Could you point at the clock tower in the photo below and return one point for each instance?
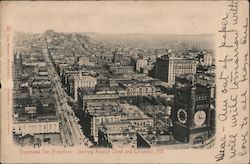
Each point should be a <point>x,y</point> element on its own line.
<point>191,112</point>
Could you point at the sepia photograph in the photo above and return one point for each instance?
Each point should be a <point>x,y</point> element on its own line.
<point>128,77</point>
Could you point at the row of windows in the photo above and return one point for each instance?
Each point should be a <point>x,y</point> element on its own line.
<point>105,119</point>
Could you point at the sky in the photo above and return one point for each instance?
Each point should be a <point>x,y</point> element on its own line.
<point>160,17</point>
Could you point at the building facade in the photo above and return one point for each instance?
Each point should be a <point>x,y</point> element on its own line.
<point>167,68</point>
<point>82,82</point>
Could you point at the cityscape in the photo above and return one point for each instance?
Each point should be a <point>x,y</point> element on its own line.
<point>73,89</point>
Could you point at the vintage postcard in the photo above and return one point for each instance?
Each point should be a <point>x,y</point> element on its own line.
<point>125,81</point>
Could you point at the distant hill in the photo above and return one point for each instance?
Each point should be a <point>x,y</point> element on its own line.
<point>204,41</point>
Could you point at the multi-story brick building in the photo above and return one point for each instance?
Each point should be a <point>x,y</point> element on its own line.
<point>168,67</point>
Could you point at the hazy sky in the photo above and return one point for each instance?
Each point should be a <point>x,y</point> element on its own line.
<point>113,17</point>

▬▬▬▬▬▬

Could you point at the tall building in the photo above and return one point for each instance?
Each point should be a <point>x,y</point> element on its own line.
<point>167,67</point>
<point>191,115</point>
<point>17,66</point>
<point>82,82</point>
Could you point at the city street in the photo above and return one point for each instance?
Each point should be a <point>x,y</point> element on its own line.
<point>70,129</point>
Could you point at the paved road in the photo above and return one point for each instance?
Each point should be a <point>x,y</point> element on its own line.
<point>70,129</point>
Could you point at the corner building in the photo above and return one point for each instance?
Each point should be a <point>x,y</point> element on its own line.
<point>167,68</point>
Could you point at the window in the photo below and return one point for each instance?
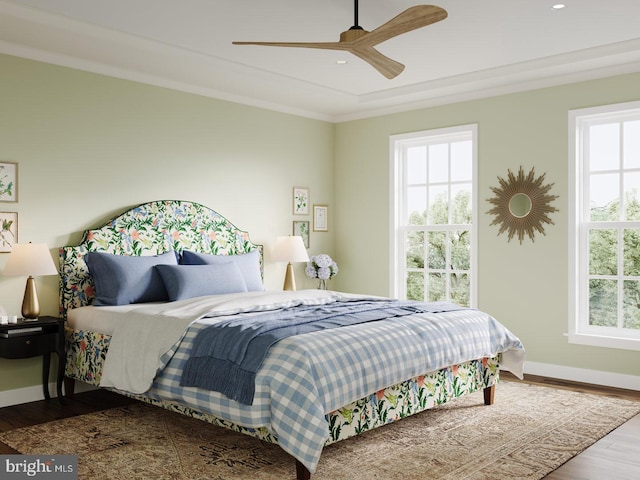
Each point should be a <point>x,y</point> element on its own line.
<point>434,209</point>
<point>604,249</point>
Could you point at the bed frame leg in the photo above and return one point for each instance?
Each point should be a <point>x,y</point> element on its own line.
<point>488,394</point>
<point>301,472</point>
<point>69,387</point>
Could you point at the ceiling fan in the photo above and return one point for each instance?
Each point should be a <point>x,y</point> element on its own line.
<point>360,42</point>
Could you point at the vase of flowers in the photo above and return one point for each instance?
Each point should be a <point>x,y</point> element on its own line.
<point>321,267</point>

▬▬▬▬▬▬

布置练习. 请将材料中含有“Could you point at the cityscape”的一行至含有“<point>125,81</point>”的一行（首尾两行均包括在内）重新写出，把其中的“vintage postcard”换成“antique postcard”，其余部分一律保持原样。

问题解答.
Could you point at the cityscape in the photo above and return one point for each instance?
Each point should be a <point>x,y</point> element on its own line.
<point>73,89</point>
Could you point at the antique postcard in the photo above and return one point for each instance?
Each point should be a <point>x,y</point> element on its own line.
<point>125,81</point>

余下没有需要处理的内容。